Records contained in a dataset
>>>

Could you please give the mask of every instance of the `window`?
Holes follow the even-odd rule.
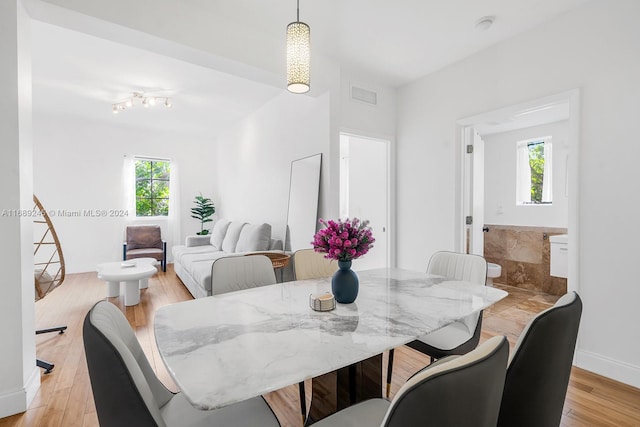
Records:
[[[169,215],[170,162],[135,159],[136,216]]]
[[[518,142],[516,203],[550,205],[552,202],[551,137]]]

<<<
>>>

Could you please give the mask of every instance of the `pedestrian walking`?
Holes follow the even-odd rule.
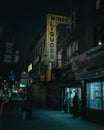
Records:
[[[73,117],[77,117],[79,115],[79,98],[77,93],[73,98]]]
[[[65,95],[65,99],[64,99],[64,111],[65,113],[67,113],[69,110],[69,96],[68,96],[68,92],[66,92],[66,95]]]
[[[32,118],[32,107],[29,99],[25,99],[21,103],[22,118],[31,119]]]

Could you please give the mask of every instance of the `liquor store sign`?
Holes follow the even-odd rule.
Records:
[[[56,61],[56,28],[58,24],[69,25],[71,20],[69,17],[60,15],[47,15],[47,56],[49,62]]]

<<<
>>>

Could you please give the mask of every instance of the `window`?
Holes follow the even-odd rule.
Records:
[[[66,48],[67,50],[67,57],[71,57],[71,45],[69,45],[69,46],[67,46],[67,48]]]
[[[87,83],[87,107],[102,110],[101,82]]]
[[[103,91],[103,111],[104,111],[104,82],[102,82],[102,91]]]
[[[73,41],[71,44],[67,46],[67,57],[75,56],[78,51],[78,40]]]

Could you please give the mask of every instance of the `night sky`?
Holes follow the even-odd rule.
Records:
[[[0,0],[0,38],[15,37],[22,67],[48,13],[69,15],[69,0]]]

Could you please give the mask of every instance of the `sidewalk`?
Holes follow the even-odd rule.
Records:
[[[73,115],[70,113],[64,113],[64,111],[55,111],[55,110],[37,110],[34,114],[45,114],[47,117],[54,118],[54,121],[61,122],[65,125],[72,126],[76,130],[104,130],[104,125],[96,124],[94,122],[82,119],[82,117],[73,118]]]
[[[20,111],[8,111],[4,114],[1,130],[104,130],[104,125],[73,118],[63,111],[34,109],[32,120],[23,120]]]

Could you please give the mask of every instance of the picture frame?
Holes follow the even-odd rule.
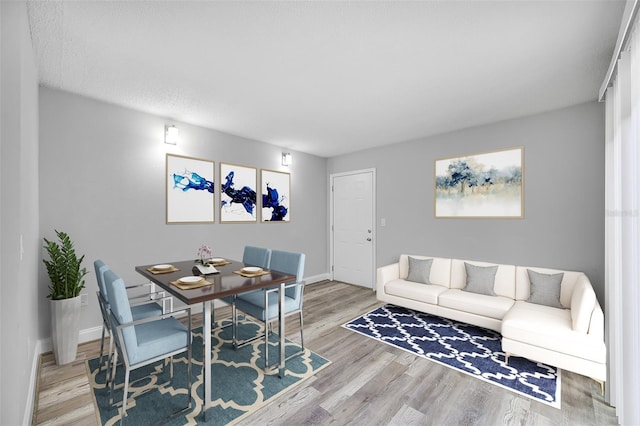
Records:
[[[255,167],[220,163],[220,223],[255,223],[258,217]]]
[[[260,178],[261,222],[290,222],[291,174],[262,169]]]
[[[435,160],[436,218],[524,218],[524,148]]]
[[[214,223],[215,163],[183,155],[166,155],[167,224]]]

<<<

> What the task requires: Write the number of data lines with "please", nothing else.

> Completed exercise: 7